--- THE INPUT Enclosed Below ---
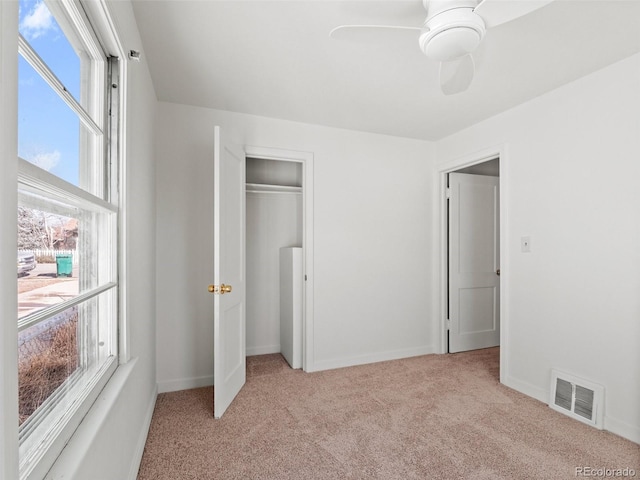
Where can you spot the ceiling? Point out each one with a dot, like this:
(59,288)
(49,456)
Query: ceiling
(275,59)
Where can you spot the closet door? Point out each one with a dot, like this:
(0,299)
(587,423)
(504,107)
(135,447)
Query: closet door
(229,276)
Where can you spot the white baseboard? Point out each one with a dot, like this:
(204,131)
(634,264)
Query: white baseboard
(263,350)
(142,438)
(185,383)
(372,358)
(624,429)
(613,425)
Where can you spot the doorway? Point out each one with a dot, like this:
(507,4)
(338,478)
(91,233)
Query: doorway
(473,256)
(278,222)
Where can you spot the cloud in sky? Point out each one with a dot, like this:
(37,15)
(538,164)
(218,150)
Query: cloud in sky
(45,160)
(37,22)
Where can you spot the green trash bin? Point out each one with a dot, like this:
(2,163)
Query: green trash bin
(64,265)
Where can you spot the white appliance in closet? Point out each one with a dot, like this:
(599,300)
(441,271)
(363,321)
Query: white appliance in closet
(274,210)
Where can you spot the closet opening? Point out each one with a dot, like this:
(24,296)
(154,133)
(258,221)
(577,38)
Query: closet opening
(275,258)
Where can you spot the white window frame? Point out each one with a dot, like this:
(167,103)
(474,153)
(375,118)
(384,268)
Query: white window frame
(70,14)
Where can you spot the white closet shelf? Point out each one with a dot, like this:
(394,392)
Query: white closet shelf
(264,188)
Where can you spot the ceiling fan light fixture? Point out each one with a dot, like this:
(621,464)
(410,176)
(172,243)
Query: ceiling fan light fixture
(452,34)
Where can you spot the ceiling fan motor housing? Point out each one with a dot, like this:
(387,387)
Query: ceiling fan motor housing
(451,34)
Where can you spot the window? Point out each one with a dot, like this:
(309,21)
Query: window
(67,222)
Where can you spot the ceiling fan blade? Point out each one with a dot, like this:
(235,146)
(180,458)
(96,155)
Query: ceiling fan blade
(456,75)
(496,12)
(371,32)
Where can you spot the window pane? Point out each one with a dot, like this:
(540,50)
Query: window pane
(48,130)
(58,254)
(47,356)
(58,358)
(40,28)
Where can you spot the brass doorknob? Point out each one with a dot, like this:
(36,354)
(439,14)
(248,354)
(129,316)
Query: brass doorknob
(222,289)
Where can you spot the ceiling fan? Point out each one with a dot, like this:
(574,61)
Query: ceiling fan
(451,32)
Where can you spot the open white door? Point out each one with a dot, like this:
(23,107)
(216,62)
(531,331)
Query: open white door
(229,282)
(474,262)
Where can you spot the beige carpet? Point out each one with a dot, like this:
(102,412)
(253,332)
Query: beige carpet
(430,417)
--- End of Enclosed THE INPUT ---
▶ TASK:
Word for word, repeat all of the entries above, leaving out the pictures.

▶ RESPONSE TO THIS TASK:
Where can you spot the ceiling? Point out each one with a dot, like this:
(59,288)
(49,456)
Query: ceiling
(275,59)
Where can you spot the closet door? Point out each one with a dot, like this:
(0,299)
(587,423)
(504,107)
(135,447)
Query: closet door
(229,276)
Where can you spot the white baseboard? Point out each one with a dot, like this:
(204,131)
(634,264)
Query: white baseboard
(263,350)
(142,438)
(185,383)
(372,358)
(624,429)
(613,425)
Where can you spot the doorway? Point out each one with a dot, like this:
(507,4)
(338,478)
(91,233)
Query: doorway
(473,256)
(278,222)
Where can you spot the cloud in sky? Point out each one with a dot, like this:
(37,15)
(538,164)
(218,150)
Query: cloud in sky
(45,160)
(37,22)
Where can you spot the green trash bin? Point out each one with a dot, like this:
(2,163)
Query: green trash bin
(64,265)
Where can you spot the white appliance in closet? Point out each one with a dot, like this:
(599,300)
(441,271)
(363,321)
Query: white appliance in closet
(274,210)
Where can you spot the closet opening? Point out each one with a dot, like this:
(24,296)
(154,133)
(258,221)
(577,38)
Query: closet opening
(275,258)
Where can you spot the white window frame? Point out each one with a dot, like this:
(167,103)
(474,153)
(375,118)
(384,268)
Query: white window frame
(70,14)
Where can you spot the white closet shelf? Point out each one with a dot, like this:
(394,392)
Query: white closet shelf
(264,188)
Where can you spot the ceiling fan light fixture? Point out each one with a dot, like this:
(621,464)
(410,176)
(172,243)
Query: ceiling fan light fixture
(452,34)
Where can you spot the ceiling fan motor housing? Point out each one with a dot, like this:
(387,387)
Query: ceiling fan motor housing
(451,34)
Where can you spot the window? Point out each one with a dot, like this:
(309,21)
Query: window
(67,222)
Where can you spot the ceiling fan blade? Point out each one with a dot, like this:
(235,146)
(180,458)
(96,155)
Query: ceiling fan blade
(456,75)
(496,12)
(371,32)
Where can you spot the window pane? Point out each one with a dot, like this:
(540,50)
Query: window pane
(48,130)
(58,254)
(47,356)
(58,358)
(40,28)
Where can you spot the brass doorknob? Point out each one with a dot, like this:
(36,354)
(439,14)
(248,354)
(129,316)
Query: brass doorknob
(222,289)
Where can you spot the ceiling fan? Point out each one with a dot, like this:
(574,61)
Query: ceiling fan
(451,32)
Where can you spot the open white door? Point out each one with a dot, like this:
(23,107)
(216,62)
(531,331)
Query: open white door
(229,282)
(474,262)
Where can you spot the beige carpet? Point out each one with a dot, like this:
(102,412)
(253,332)
Query: beige carpet
(430,417)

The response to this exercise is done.